→ **Data listing**:
===
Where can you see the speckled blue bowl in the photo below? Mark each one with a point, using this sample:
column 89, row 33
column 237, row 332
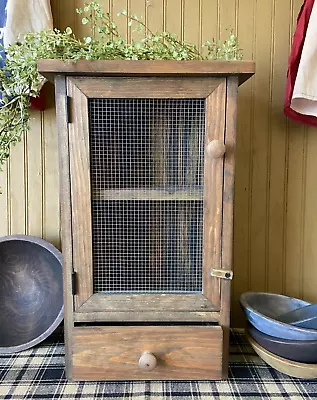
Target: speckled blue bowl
column 263, row 309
===
Copy out every line of the records above word for word, leaving out the pictures.

→ **Solution**:
Where can you see the speckled blue bowl in the photo below? Mark each one with a point, using this sample:
column 89, row 33
column 237, row 332
Target: speckled blue bowl
column 263, row 309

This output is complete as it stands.